### EXERCISE OBJECTIVE
Reproduce, with no changes, the stretch of the entries below from the line containing "Where can you see the balcony with" through the end of the entries, including both of those lines.

### DATA EXCERPTS
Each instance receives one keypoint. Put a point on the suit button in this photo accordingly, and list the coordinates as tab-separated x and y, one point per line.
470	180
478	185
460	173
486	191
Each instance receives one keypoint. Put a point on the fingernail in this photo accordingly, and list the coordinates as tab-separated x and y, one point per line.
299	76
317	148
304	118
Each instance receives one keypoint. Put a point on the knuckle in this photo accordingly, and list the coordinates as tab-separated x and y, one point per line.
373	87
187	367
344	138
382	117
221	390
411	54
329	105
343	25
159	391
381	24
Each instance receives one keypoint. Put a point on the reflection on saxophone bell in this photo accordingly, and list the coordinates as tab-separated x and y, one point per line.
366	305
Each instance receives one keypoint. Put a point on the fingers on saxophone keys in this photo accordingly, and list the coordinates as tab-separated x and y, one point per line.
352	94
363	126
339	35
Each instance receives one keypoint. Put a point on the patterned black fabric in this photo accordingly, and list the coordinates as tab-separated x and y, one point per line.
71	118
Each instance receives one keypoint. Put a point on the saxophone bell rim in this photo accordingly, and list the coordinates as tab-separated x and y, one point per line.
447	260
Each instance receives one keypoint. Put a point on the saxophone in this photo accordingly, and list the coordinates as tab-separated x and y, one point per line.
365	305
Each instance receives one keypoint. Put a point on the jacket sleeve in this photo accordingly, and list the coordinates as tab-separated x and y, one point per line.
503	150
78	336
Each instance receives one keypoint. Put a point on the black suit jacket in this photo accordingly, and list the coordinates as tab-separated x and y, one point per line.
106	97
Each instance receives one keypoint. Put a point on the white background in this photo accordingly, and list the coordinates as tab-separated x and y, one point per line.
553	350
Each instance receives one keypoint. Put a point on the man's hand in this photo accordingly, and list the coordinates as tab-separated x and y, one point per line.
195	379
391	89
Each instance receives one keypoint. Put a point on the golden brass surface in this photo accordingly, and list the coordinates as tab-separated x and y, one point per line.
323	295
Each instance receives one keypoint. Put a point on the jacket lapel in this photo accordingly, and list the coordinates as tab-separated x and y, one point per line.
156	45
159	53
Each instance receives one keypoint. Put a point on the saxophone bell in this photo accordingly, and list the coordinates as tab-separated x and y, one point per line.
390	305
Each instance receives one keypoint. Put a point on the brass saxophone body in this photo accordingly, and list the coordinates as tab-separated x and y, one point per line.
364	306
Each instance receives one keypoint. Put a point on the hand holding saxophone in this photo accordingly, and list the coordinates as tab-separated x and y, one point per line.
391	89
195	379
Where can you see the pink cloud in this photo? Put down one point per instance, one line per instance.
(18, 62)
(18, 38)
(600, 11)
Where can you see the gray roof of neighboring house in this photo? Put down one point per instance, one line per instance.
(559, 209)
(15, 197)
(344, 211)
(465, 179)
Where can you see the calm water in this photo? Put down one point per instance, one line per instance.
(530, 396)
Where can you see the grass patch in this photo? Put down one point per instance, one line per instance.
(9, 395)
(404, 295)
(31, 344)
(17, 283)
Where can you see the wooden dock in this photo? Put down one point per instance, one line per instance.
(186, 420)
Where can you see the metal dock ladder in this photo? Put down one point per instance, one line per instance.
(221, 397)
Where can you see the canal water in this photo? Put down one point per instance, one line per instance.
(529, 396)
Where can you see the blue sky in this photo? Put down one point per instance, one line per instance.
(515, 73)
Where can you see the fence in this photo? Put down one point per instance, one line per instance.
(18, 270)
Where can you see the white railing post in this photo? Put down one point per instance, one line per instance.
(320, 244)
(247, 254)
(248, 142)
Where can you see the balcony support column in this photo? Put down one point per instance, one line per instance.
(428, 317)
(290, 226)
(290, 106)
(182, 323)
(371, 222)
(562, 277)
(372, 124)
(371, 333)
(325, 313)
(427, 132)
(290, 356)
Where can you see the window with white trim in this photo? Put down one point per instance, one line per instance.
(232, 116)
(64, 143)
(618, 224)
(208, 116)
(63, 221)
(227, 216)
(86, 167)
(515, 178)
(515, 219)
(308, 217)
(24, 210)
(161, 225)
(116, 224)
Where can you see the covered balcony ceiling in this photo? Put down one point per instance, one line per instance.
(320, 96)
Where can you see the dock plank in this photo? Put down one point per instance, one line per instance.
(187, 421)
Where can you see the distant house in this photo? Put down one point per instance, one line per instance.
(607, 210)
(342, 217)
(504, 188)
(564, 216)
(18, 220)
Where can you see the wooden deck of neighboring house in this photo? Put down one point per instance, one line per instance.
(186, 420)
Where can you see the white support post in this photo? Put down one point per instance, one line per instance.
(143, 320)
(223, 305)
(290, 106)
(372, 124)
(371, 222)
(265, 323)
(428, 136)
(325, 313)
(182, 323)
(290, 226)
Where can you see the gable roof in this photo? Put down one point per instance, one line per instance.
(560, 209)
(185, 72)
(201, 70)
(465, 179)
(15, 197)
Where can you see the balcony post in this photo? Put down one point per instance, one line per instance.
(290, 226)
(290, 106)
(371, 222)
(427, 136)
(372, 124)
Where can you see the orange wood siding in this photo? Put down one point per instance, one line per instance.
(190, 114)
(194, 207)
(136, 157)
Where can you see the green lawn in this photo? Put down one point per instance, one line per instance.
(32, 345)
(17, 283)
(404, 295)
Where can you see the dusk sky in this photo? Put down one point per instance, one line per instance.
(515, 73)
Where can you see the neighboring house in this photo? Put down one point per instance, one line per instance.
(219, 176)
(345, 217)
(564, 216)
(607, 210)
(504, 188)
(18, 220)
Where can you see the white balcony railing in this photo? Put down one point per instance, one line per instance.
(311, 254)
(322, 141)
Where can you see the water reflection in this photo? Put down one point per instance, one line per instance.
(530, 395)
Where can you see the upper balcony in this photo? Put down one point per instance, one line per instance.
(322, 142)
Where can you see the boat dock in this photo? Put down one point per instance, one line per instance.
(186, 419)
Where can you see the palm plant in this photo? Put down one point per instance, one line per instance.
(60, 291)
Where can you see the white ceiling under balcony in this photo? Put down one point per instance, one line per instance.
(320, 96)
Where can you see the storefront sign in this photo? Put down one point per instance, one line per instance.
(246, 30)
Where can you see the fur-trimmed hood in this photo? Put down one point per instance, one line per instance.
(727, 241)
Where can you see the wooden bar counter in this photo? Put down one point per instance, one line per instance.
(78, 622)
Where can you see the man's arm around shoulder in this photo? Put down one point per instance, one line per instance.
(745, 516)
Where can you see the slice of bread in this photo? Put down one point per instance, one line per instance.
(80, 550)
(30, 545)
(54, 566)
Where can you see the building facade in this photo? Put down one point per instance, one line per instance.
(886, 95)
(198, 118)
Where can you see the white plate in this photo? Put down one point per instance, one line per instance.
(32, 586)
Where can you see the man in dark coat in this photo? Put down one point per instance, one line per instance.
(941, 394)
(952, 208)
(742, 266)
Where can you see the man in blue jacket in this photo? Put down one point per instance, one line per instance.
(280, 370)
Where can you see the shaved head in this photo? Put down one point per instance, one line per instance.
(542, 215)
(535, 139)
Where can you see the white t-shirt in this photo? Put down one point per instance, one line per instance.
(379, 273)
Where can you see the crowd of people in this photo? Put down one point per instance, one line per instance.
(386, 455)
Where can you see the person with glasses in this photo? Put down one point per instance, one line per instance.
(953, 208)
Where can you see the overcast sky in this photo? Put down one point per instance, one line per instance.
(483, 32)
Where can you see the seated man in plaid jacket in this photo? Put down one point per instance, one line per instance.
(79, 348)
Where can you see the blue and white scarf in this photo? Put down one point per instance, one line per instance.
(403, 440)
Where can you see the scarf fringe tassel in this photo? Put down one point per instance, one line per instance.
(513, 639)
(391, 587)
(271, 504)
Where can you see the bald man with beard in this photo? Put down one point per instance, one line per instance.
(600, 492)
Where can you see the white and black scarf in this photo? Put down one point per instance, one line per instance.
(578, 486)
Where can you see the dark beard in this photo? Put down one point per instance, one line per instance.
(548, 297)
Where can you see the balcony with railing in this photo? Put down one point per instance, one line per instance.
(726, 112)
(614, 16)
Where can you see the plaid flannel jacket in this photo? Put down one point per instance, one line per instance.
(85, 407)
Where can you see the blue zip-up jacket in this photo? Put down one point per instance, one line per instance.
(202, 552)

### THE OUTPUT
Where can you see the balcony with railing in this photo? Put down one point per instance, one line per instance.
(726, 112)
(614, 16)
Where can you see the plaid flannel jacket in this photo? Put down one point per instance, one line per instance.
(85, 407)
Where can you see the blue zip-up jacket in this photo? Put down one point per instance, one line per instance.
(202, 552)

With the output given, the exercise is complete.